▸ **Exercise goal**
This exercise calls for printing every record exactly once more.

▸ **Exercise data**
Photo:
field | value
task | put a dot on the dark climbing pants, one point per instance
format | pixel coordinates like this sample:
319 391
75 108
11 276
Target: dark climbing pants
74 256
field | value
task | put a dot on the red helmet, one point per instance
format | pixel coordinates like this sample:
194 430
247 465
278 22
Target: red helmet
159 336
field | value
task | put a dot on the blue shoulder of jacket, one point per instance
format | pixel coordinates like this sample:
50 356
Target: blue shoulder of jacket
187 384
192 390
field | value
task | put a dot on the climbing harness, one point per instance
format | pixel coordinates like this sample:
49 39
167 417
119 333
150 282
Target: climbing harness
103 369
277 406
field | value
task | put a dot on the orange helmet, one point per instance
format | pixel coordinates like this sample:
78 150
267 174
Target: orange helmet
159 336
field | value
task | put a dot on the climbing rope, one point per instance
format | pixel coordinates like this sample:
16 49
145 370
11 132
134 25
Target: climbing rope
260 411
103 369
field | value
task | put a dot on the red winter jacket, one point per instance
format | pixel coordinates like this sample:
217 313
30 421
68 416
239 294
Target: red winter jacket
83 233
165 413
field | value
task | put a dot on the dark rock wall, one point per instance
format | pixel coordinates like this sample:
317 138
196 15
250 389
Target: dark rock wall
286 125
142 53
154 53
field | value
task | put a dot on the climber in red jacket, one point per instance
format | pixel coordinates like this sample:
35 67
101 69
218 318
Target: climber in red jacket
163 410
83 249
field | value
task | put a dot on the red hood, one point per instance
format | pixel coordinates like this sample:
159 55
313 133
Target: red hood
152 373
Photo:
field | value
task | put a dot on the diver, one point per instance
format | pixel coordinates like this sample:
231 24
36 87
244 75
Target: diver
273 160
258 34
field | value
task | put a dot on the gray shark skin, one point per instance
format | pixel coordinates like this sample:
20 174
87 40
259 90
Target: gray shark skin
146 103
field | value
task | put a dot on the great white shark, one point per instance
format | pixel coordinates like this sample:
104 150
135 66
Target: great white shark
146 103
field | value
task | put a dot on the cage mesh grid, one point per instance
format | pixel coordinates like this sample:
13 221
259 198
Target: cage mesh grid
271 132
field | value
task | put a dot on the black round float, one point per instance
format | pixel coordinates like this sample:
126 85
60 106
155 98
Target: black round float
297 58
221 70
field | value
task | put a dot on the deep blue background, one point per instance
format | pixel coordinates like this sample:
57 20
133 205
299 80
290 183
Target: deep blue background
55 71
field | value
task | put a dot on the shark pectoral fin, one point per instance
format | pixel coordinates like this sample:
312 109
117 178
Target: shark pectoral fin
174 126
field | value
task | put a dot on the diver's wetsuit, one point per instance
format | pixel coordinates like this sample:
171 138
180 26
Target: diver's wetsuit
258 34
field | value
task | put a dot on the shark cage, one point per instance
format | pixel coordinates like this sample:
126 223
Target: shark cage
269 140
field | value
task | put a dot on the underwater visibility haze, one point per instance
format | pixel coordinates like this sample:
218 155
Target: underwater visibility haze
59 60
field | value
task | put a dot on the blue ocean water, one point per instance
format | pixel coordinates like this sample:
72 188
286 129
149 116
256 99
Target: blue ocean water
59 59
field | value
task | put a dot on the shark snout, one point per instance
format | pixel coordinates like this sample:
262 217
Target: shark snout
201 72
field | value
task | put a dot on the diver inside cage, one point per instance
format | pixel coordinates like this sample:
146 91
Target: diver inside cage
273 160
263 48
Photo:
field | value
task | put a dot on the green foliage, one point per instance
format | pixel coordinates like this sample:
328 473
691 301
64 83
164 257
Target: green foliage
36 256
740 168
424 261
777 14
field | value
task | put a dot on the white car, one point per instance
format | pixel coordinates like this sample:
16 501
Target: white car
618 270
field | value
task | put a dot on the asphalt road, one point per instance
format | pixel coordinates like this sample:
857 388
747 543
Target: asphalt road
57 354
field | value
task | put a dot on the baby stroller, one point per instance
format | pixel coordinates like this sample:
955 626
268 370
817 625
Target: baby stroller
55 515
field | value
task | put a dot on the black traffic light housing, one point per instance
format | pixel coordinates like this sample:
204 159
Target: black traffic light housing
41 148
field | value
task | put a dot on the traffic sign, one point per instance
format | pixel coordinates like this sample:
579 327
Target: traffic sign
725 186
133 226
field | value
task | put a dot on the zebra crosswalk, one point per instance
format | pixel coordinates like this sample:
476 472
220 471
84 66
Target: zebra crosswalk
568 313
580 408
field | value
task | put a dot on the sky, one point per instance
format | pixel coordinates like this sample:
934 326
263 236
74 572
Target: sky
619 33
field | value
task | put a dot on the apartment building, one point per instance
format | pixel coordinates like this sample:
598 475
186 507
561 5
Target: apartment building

▸ **Reply to the exercise**
Photo:
field | value
task | put a dot on the dark climbing pants, one point per instance
format | pixel coordinates like this sample:
319 391
75 108
11 276
Target: dark climbing pants
74 256
field | value
task | put a dot on the red helmet, one point per instance
format | pixel coordinates like this sample:
194 430
247 465
278 22
Target: red helmet
159 336
field | value
task | put a dot on the blue shoulder of jacket, one point per instance
format | pixel coordinates like this sample:
50 356
Target: blue shoulder of jacket
187 384
192 390
field | value
task | put a dot on the climbing harness, one point per instance
format | pixel coordinates like this sample:
49 39
167 417
119 333
150 282
Target: climbing harness
103 369
277 406
field | value
task | put a dot on the orange helmet, one point per instance
format | pixel coordinates like this sample:
78 150
267 174
Target: orange helmet
159 336
field | value
task | put a dot on the climbing rope, one point per instance
format | pixel coordinates like this sample:
16 49
145 370
11 132
134 25
Target: climbing rope
260 411
103 369
field | value
task | put a dot on the red winter jacket, one point per instance
format | pixel coordinates like this sample:
217 313
30 421
68 416
239 294
Target: red winter jacket
83 233
165 413
field | value
task | put a dot on the dark rock wall, one point per instance
format | pixel coordinates like this sample:
317 138
196 15
250 389
Target: dark rock wall
286 125
142 53
154 53
field | value
task | put a dot on the climber in red jacket, one point per instance
format | pixel coordinates like this sample:
35 67
101 69
218 318
Target: climber in red jacket
163 410
83 249
field | value
task | put a dot on the red hood, one point per instance
format | pixel coordinates like this sample:
159 55
313 133
Target: red hood
152 373
Photo:
field | value
task | put a dot on the diver, one point per instance
format | pixel coordinates like this sample:
231 24
36 87
244 75
Target: diver
273 160
258 34
field | value
task | put a dot on the gray shark skin, one point per instance
format | pixel coordinates like this sample:
20 174
87 40
259 90
Target: gray shark skin
146 103
field | value
task | put a dot on the great white shark, one point per instance
format | pixel coordinates like this sample:
104 150
135 66
Target: great white shark
146 103
field | value
task | put a dot on the cage mesh grid, one point per instance
format | pixel coordinates like this sample:
13 221
259 198
Target: cage mesh grid
271 132
field | value
task | put a dot on the black round float, one point per instance
format | pixel coordinates like this sample:
126 85
60 106
155 98
Target: black round float
297 58
221 70
field | value
task | put a dot on the deep blue background, one point per instance
format | pixel coordinates like this sample:
57 20
133 205
299 80
290 183
Target: deep blue background
55 71
field | value
task | put a dot on the shark pectoral fin, one point per instance
format | pixel coordinates like this sample:
312 109
117 178
Target: shark pectoral fin
174 126
field | value
task | put a dot on the diver's wetsuit, one point per instance
format | pixel coordinates like this sample:
171 138
180 26
Target: diver's wetsuit
258 34
field | value
task | put a dot on the shark cage, one point per instance
format | pixel coordinates like this sample:
126 223
Target: shark cage
269 140
field | value
task | put a dot on the underwater visibility haze, one point per instance
format | pixel coordinates like this sample:
218 155
Target: underwater visibility haze
59 60
field | value
task | put a dot on the blue ocean water, one point per instance
format | pixel coordinates like this sample:
72 188
286 129
149 116
256 99
Target: blue ocean water
59 59
field | value
task | put a dot on the shark snout, one point per instance
format | pixel coordinates like this sample:
262 217
Target: shark snout
201 72
field | value
task | put a dot on the diver inside cage, one point per instance
format | pixel coordinates like this sample:
146 91
Target: diver inside cage
273 160
263 48
Photo:
field | value
task | put a dot on the green foliage, one point per instance
format | pixel coordinates like this sample:
328 473
691 301
64 83
164 257
Target: green foliage
36 256
740 168
424 261
777 14
field | value
task | put a dot on the white car, one point per instance
format | pixel coordinates like this sample:
16 501
Target: white car
618 270
field | value
task | put a dot on the asphalt road, one point per instance
format | pixel coordinates like this sample:
857 388
747 543
Target: asphalt road
57 354
field | value
task | put a dot on the baby stroller, one point per instance
format | pixel coordinates like this sample:
955 626
268 370
817 625
Target: baby stroller
55 515
field | value
task | put a dot on the black traffic light housing, one point per instance
format | pixel coordinates like this sample:
204 159
Target: black traffic light housing
41 148
field | value
task | put a dot on the traffic sign, one point per instance
format | pixel coordinates like this sample:
579 327
Target: traffic sign
725 186
133 226
field | value
task | put a dot on the zebra crosswalk, one point per instance
format | pixel coordinates like this sample:
476 472
220 471
84 66
Target: zebra crosswalk
568 313
580 408
field | value
task | put a dot on the sky, one point per instance
format | pixel coordinates like this sample:
934 326
263 236
74 572
Target: sky
619 33
field | value
task | put a dot on the apartment building, one point per instance
format | pixel coordinates like this sample:
598 475
186 507
561 5
Target: apartment building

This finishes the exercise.